## Task item
Output each line of the material exactly as it stands.

## Data for review
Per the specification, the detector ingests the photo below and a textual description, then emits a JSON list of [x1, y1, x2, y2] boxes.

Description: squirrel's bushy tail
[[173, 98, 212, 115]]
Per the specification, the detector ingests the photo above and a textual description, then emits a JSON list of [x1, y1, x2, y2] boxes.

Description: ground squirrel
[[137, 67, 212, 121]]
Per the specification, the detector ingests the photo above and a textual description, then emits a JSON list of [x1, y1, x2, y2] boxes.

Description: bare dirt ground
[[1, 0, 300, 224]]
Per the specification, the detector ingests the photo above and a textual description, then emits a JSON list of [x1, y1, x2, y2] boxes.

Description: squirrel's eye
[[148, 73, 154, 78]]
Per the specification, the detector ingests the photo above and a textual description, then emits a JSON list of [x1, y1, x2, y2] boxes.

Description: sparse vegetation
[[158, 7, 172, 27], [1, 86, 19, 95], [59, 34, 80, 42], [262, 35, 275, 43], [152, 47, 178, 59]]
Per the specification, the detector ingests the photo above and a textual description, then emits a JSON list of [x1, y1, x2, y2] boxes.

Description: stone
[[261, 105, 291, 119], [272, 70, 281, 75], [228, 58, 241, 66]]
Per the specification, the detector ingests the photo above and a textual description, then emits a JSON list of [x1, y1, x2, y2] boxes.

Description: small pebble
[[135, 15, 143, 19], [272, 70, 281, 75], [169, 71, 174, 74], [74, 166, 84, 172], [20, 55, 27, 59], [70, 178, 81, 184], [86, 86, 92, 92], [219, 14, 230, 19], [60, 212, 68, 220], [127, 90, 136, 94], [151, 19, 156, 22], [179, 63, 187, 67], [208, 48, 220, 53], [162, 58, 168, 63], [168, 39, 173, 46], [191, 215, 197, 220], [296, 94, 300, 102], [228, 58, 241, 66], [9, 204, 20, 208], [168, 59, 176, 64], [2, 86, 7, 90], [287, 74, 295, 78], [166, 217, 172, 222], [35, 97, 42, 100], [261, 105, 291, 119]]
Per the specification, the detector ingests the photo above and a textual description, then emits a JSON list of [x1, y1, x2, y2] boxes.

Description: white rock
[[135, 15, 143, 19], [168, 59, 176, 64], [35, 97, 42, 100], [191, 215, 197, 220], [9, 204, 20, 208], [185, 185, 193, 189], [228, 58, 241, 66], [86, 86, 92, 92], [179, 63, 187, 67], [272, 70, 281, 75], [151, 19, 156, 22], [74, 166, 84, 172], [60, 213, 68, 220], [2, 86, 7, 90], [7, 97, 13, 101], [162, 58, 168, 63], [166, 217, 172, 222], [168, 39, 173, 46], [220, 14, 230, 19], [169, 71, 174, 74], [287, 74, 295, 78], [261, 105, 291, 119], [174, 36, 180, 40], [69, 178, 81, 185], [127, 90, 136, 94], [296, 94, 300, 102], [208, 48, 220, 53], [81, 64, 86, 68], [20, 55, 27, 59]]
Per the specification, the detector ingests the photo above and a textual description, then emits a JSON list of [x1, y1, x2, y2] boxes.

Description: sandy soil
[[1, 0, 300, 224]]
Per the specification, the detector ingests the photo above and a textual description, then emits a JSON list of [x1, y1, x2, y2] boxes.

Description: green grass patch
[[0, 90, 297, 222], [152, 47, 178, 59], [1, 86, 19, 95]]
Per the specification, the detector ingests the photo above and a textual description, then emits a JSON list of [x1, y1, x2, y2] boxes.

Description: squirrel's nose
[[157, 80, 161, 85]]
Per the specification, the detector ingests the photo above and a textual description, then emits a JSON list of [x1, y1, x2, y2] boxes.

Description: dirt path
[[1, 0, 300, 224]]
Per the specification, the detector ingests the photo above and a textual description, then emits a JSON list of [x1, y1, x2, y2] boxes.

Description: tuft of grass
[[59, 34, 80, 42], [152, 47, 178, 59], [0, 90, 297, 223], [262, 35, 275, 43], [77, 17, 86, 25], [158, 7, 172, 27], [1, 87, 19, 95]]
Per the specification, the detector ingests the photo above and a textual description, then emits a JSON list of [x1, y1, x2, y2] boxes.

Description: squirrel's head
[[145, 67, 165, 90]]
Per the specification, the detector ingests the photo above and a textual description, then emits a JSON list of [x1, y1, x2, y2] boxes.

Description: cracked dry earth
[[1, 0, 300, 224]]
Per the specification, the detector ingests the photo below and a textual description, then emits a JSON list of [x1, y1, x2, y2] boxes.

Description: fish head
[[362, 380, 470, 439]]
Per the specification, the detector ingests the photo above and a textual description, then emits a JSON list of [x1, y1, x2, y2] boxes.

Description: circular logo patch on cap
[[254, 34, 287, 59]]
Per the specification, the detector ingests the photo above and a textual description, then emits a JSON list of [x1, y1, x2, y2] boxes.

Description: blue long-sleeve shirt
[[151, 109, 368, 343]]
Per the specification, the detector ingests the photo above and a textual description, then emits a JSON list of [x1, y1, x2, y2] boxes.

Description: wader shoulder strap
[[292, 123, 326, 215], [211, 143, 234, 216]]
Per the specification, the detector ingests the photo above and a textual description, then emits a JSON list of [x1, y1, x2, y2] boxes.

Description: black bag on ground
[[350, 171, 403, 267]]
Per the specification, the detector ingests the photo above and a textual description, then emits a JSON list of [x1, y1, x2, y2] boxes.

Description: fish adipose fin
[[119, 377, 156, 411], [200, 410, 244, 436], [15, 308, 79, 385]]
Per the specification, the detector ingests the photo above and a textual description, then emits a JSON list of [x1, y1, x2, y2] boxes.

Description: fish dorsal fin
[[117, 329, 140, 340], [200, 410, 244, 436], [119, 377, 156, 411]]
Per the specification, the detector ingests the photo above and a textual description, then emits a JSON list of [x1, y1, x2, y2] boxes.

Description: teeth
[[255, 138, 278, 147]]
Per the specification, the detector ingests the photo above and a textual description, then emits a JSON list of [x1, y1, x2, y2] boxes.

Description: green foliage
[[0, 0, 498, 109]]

## Output
Per the specification, the detector ingests the photo below and a textual description, then emits a JSON list of [x1, y1, x2, y2] boxes.

Description: squirrel's bushy tail
[[173, 98, 212, 115]]
Per the specification, the detector ingests the photo above and a textual description, then emits a JSON list of [x1, y1, x2, y2] boxes.

Description: ground squirrel
[[137, 67, 212, 121]]
Per the specification, the detector ingests the photo above and a textual description, then emits a JSON list of [x1, y1, x2, y2] boxes.

Description: bare dirt ground
[[1, 0, 300, 224]]
Per the specification, the detector ingests the photo above and a textual description, then emits a JSON list of [x1, y1, x2, y2] boxes.

Description: squirrel's eye
[[148, 73, 154, 78]]
Per the specification, the detector ingests the photo above and a textual description, then emits a JSON list of [x1, y1, x2, y2] boxes.

Description: sparse vegetation
[[158, 7, 172, 27], [1, 86, 19, 95], [59, 34, 80, 42], [262, 35, 275, 43], [152, 47, 178, 59]]
Per the specification, the detector ingests the photo above and a textual description, then emits a JSON list of [x1, y1, x2, y2] boxes.

Description: stone
[[261, 105, 291, 119], [272, 70, 281, 75], [228, 58, 241, 66]]
Per the specification, the detector ingests the photo above and a textual description, then emits a JSON list of [x1, y1, x2, y2] boxes.

Description: small pebble
[[135, 15, 143, 19], [272, 70, 281, 75], [169, 71, 174, 74], [74, 166, 84, 172], [20, 55, 27, 59], [70, 178, 81, 184], [86, 86, 92, 92], [219, 14, 230, 19], [60, 212, 68, 220], [127, 90, 136, 94], [151, 19, 156, 22], [179, 63, 187, 67], [208, 48, 220, 53], [162, 58, 168, 63], [168, 39, 173, 46], [191, 215, 197, 220], [296, 94, 300, 102], [228, 58, 241, 66], [9, 204, 20, 208], [168, 59, 176, 64], [2, 86, 7, 90], [287, 74, 295, 78], [166, 217, 172, 222], [35, 97, 42, 100], [261, 105, 291, 119]]
Per the specification, the detector ingests the photo above and a textual description, then emits a JSON list of [x1, y1, x2, y2] boxes.

Description: white rock
[[135, 15, 143, 19], [168, 59, 176, 64], [35, 97, 42, 100], [191, 215, 197, 220], [9, 204, 20, 208], [185, 185, 193, 189], [228, 58, 241, 66], [86, 86, 92, 92], [179, 63, 187, 67], [272, 70, 281, 75], [151, 19, 156, 22], [74, 166, 84, 172], [60, 213, 68, 220], [2, 86, 7, 90], [7, 97, 13, 101], [162, 58, 168, 63], [166, 217, 172, 222], [168, 39, 173, 46], [220, 14, 230, 19], [169, 71, 174, 74], [287, 74, 295, 78], [261, 105, 291, 119], [174, 36, 180, 40], [69, 178, 81, 185], [127, 90, 136, 94], [296, 94, 300, 102], [208, 48, 220, 53], [81, 64, 86, 68], [20, 55, 27, 59]]
Per the specification, the detector ingests the photo above and a textual description, then emits a JSON list of [x1, y1, x2, y2] boxes.

Description: sandy soil
[[1, 0, 300, 224]]
Per the specification, the detector ingests the photo above and a textual description, then emits a JSON list of [x1, y1, x2, y2] boxes.

Description: green grass patch
[[0, 90, 297, 222], [152, 47, 178, 59], [1, 86, 19, 95]]
Per the specification, the detector ingests the photo above and a textual description, then emits a JSON list of [x1, y1, x2, y2] boxes.

Description: squirrel's nose
[[157, 80, 161, 85]]
Per the specification, the detector ingests the photo above and a textual description, then emits a JSON list of [x1, y1, x2, y2] boxes.

Description: dirt path
[[1, 0, 300, 224]]
Per the specification, the detector ingests the photo above and a textual description, then emits a JSON list of [x1, y1, x2, y2] boxes.

Description: tuft of grass
[[59, 34, 80, 42], [152, 47, 178, 59], [0, 90, 297, 223], [262, 35, 275, 43], [77, 17, 86, 25], [158, 7, 172, 27], [1, 87, 19, 95]]
Per the specification, the detector ingests the photo above and a textual description, then emits a JSON list of [x1, y1, x2, y2] boxes.

Description: squirrel's head
[[145, 67, 165, 90]]
Per the specification, the detector ingests the photo above and a textual description, then emits a JSON list of [x1, y1, x2, y2] boxes.

Description: cracked dry earth
[[1, 0, 300, 224]]
Per the specification, the detector ingests the photo below and a textual description, then emits a JSON list of [x1, y1, x2, y2] boxes.

Description: fish head
[[362, 380, 470, 439]]
Per the specification, the detector ingests the photo above and a textual description, then emits a JSON list of [x1, y1, x2, y2] boxes.

Description: circular logo patch on cap
[[254, 34, 287, 59]]
Per the specification, the detector ingests the photo above and a textual description, then emits a JSON list of [x1, y1, x2, y2] boxes.

Description: blue long-sleeve shirt
[[151, 109, 368, 343]]
Per the specification, the detector ingests the photo above and a textual description, then emits a JSON list of [x1, y1, x2, y2] boxes.

Description: wader shoulder strap
[[292, 123, 326, 215], [211, 143, 234, 216]]
Per the specification, the detector ingests the photo above and a textual description, then emits a JSON list of [x1, y1, x2, y2] boxes.

Description: black bag on ground
[[350, 171, 403, 267]]
Per the specification, the detector ingests the photo above and a textual description, then emits a JSON list of [x1, y1, x2, y2] boxes.

Description: fish adipose fin
[[119, 377, 156, 411], [200, 410, 244, 436], [15, 308, 79, 385]]
Per the specification, the detector ingests the photo above and a textual description, then emits a JSON list of [x1, y1, x2, y2] boxes.

Description: fish dorsal fin
[[117, 329, 140, 340], [200, 410, 244, 436], [119, 377, 156, 411]]
Per the specification, the detector ingests the photo above and a textual description, then emits a JSON list of [x1, y1, x2, y2] boxes.

Description: teeth
[[255, 138, 278, 147]]
Per the specification, the detector ingests the photo above and a textual description, then emits a JSON list of [x1, y1, x2, y2] boxes.

Description: green foliage
[[0, 0, 498, 109]]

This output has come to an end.